--- Given request ---
Rewrite every line of the data below as a Markdown table with the columns Row and Data line, numbering each line and skipping blank lines.

Data records
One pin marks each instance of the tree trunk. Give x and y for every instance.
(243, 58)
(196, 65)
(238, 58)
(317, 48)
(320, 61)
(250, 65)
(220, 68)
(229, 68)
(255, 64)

--- Result of this exercise ---
| Row | Data line |
|---|---|
| 1 | One pin marks each instance of the tree trunk. Give x and y for every instance. |
| 2 | (243, 58) |
| 3 | (196, 65) |
| 4 | (238, 58) |
| 5 | (317, 48) |
| 6 | (320, 61) |
| 7 | (250, 65) |
| 8 | (220, 68) |
| 9 | (229, 68) |
| 10 | (255, 64) |